What the exercise asks: Render every line of the listing below as a Markdown table with two columns, Row and Listing line. Number the rows in order and leave out blank lines.

%%

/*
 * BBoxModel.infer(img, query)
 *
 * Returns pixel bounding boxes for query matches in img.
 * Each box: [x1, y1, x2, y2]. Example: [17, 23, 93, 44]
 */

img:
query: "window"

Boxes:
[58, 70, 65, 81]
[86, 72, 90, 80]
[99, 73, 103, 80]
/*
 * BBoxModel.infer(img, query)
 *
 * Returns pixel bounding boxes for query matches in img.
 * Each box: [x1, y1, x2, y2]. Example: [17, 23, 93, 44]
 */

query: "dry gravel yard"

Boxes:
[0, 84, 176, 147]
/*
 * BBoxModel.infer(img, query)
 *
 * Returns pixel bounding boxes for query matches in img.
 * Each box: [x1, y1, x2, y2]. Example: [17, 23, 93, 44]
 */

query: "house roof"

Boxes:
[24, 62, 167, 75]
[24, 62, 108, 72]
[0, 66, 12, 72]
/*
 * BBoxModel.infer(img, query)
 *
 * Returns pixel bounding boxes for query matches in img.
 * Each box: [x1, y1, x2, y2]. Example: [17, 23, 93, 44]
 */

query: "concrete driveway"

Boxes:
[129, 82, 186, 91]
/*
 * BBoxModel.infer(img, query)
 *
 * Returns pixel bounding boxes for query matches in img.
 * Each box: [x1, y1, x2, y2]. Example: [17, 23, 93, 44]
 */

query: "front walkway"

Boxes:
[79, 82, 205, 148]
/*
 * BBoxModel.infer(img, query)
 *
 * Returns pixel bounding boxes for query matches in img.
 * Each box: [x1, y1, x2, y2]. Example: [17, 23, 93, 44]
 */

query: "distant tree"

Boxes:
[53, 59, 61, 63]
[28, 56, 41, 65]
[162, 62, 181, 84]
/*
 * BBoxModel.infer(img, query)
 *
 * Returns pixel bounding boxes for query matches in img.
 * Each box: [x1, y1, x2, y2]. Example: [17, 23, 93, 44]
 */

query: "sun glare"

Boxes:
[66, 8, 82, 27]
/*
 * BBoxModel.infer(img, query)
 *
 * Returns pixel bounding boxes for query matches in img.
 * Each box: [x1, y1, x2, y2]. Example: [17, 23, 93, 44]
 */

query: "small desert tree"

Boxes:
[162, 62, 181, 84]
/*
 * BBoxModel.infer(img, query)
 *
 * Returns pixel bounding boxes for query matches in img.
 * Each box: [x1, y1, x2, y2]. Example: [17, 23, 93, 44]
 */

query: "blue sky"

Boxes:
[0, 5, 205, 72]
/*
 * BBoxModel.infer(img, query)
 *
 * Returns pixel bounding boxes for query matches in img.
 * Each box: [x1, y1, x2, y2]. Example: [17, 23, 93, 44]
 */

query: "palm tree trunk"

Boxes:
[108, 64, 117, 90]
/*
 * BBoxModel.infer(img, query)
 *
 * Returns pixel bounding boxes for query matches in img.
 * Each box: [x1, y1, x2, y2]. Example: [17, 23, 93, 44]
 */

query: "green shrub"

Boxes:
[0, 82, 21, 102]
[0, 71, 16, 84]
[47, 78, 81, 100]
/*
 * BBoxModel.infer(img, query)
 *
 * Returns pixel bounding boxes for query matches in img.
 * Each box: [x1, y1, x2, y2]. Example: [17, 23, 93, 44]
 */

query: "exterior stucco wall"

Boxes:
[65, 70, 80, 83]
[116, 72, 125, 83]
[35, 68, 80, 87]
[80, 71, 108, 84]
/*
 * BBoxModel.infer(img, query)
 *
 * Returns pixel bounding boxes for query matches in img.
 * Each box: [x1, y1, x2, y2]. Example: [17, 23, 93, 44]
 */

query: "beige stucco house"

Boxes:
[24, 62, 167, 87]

%%

Correct response:
| Row | Listing line |
|---|---|
| 1 | /* |
| 2 |  * BBoxModel.infer(img, query) |
| 3 |  * |
| 4 |  * Returns pixel bounding boxes for query matches in img. |
| 5 |  * Each box: [x1, y1, x2, y2]. Example: [17, 23, 93, 44] |
| 6 |  */ |
| 7 | img: |
| 8 | query: "window" |
| 9 | Boxes: |
| 10 | [58, 70, 65, 81] |
| 11 | [86, 72, 90, 80] |
| 12 | [99, 73, 103, 80] |
| 13 | /* |
| 14 |  * BBoxModel.infer(img, query) |
| 15 |  * |
| 16 |  * Returns pixel bounding boxes for query matches in img. |
| 17 |  * Each box: [x1, y1, x2, y2]. Example: [17, 23, 93, 44] |
| 18 |  */ |
| 19 | query: "dry gravel yard" |
| 20 | Boxes: |
| 21 | [0, 84, 176, 147] |
| 22 | /* |
| 23 |  * BBoxModel.infer(img, query) |
| 24 |  * |
| 25 |  * Returns pixel bounding boxes for query matches in img. |
| 26 |  * Each box: [x1, y1, x2, y2]. Example: [17, 23, 93, 44] |
| 27 |  */ |
| 28 | query: "house roof" |
| 29 | Boxes: |
| 30 | [24, 62, 167, 75] |
| 31 | [24, 62, 108, 72] |
| 32 | [0, 66, 12, 72] |
| 33 | /* |
| 34 |  * BBoxModel.infer(img, query) |
| 35 |  * |
| 36 |  * Returns pixel bounding boxes for query matches in img. |
| 37 |  * Each box: [x1, y1, x2, y2]. Example: [17, 23, 93, 44] |
| 38 |  */ |
| 39 | query: "concrete driveway" |
| 40 | Boxes: |
| 41 | [129, 82, 186, 91] |
| 42 | /* |
| 43 |  * BBoxModel.infer(img, query) |
| 44 |  * |
| 45 |  * Returns pixel bounding boxes for query matches in img. |
| 46 |  * Each box: [x1, y1, x2, y2]. Example: [17, 23, 93, 44] |
| 47 |  */ |
| 48 | query: "front walkway" |
| 49 | Boxes: |
| 50 | [79, 82, 205, 148] |
| 51 | /* |
| 52 |  * BBoxModel.infer(img, query) |
| 53 |  * |
| 54 |  * Returns pixel bounding boxes for query matches in img. |
| 55 |  * Each box: [x1, y1, x2, y2]. Example: [17, 23, 93, 44] |
| 56 |  */ |
| 57 | query: "distant tree" |
| 58 | Boxes: |
| 59 | [53, 59, 61, 63] |
| 60 | [28, 56, 41, 65] |
| 61 | [162, 62, 181, 84] |
| 62 | /* |
| 63 |  * BBoxModel.infer(img, query) |
| 64 |  * |
| 65 |  * Returns pixel bounding boxes for query matches in img. |
| 66 |  * Each box: [x1, y1, x2, y2]. Example: [17, 23, 93, 44] |
| 67 |  */ |
| 68 | query: "sun glare" |
| 69 | Boxes: |
| 70 | [66, 8, 82, 27] |
| 71 | /* |
| 72 |  * BBoxModel.infer(img, query) |
| 73 |  * |
| 74 |  * Returns pixel bounding boxes for query matches in img. |
| 75 |  * Each box: [x1, y1, x2, y2]. Example: [17, 23, 93, 44] |
| 76 |  */ |
| 77 | query: "small desert tree" |
| 78 | Boxes: |
| 79 | [162, 62, 181, 84] |
| 80 | /* |
| 81 |  * BBoxModel.infer(img, query) |
| 82 |  * |
| 83 |  * Returns pixel bounding boxes for query matches in img. |
| 84 |  * Each box: [x1, y1, x2, y2]. Example: [17, 23, 93, 44] |
| 85 |  */ |
| 86 | query: "blue sky" |
| 87 | Boxes: |
| 88 | [0, 5, 205, 72] |
| 89 | /* |
| 90 |  * BBoxModel.infer(img, query) |
| 91 |  * |
| 92 |  * Returns pixel bounding boxes for query matches in img. |
| 93 |  * Each box: [x1, y1, x2, y2]. Example: [17, 23, 93, 44] |
| 94 |  */ |
| 95 | query: "palm tree trunk" |
| 96 | Boxes: |
| 97 | [108, 64, 117, 90] |
| 98 | /* |
| 99 |  * BBoxModel.infer(img, query) |
| 100 |  * |
| 101 |  * Returns pixel bounding boxes for query matches in img. |
| 102 |  * Each box: [x1, y1, x2, y2]. Example: [17, 23, 93, 44] |
| 103 |  */ |
| 104 | query: "green shrub" |
| 105 | Boxes: |
| 106 | [0, 82, 21, 102] |
| 107 | [0, 71, 16, 84] |
| 108 | [47, 78, 81, 100] |
| 109 | /* |
| 110 |  * BBoxModel.infer(img, query) |
| 111 |  * |
| 112 |  * Returns pixel bounding boxes for query matches in img. |
| 113 |  * Each box: [x1, y1, x2, y2]. Example: [17, 23, 93, 44] |
| 114 |  */ |
| 115 | query: "exterior stucco wall" |
| 116 | Boxes: |
| 117 | [65, 70, 80, 83] |
| 118 | [116, 72, 125, 83] |
| 119 | [35, 68, 80, 87] |
| 120 | [80, 71, 108, 84] |
| 121 | /* |
| 122 |  * BBoxModel.infer(img, query) |
| 123 |  * |
| 124 |  * Returns pixel bounding boxes for query matches in img. |
| 125 |  * Each box: [x1, y1, x2, y2]. Example: [17, 23, 93, 44] |
| 126 |  */ |
| 127 | query: "beige stucco house" |
| 128 | Boxes: |
| 129 | [24, 62, 167, 87] |